▶ Exercise details
Copy the lines from the beginning through the line containing "[353,613,1317,896]", that line included, and shift every bounding box coordinate by -45 while leaving all other text unchanged.

▶ Given data
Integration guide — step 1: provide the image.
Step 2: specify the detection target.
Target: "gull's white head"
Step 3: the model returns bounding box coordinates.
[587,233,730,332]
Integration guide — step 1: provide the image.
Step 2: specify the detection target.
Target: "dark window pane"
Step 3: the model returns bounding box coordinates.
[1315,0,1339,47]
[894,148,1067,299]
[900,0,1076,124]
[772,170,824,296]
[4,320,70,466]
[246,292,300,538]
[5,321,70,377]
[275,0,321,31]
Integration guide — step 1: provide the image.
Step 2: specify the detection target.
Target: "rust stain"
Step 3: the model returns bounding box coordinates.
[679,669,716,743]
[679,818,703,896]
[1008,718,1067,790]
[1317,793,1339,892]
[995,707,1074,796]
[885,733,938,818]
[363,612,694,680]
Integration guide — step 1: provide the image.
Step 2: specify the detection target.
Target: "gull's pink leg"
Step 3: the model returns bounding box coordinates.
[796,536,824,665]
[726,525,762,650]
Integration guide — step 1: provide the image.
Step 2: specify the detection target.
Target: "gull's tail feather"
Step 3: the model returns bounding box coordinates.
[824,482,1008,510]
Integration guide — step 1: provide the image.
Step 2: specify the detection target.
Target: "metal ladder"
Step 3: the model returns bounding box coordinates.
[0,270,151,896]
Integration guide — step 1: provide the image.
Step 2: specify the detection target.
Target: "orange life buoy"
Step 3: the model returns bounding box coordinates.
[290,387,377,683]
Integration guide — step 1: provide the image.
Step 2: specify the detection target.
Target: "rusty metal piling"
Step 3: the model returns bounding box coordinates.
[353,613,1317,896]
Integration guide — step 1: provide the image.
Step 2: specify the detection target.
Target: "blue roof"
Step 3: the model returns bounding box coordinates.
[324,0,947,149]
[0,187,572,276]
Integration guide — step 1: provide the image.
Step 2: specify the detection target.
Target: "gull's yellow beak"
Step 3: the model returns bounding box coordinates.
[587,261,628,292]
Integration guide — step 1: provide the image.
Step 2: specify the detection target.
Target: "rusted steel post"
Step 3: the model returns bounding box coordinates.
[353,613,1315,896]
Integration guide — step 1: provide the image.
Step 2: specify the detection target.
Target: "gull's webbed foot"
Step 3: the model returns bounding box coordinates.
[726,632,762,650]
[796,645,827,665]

▶ Final result
Integration guide — step 1: provide the image.
Step 2: specify the detection target.
Target: "gull's white head"
Step 3: the model returns bounding box coordinates.
[542,188,685,287]
Integration guide — step 1: provide the image.
Step 2: specify the detection target.
Target: "dark window pane"
Step 3: the model returns bounding box coordinates.
[1270,-45,1294,2]
[849,103,1022,254]
[855,-45,1031,79]
[727,125,779,251]
[-41,275,25,421]
[201,247,255,493]
[-40,276,25,332]
[230,-45,276,-14]
Integration guide — step 1: provide the image.
Step 2: specify the detection target.
Target: "rust stain"
Step 3: the model returns bounding box coordinates.
[634,624,671,698]
[634,773,658,851]
[963,673,1022,745]
[1272,748,1294,847]
[950,662,1029,751]
[840,688,893,773]
[318,567,649,635]
Integration guide — step 1: provide the image.
Step 2: specify the detection target.
Target: "gull's pink leg"
Step 3: the model returns bounding box coordinates.
[751,491,779,620]
[681,480,717,605]
Integration guide — step 1: provide the image.
Step 2: specify the detection target.
Target: "gull's tail feather"
Step 3: the model returns bounding box coordinates.
[779,437,963,465]
Integration guide — step 1: provide the image.
Step 2: specify the detection target.
Target: "metal ladder"
Step 3: the model returns bounding box coordinates.
[-45,225,106,851]
Integration guide — step 1: provide the image.
Step 2: specify the detection target.
Target: "orange life buoy"
Step 3: the model returns bounding box coordinates.
[245,342,332,638]
Integration guide — step 1: provide the image.
Step 2: specify the detection target.
Target: "rusty metal piling"
Step 3: the model returns bounding box coordinates.
[308,568,1272,851]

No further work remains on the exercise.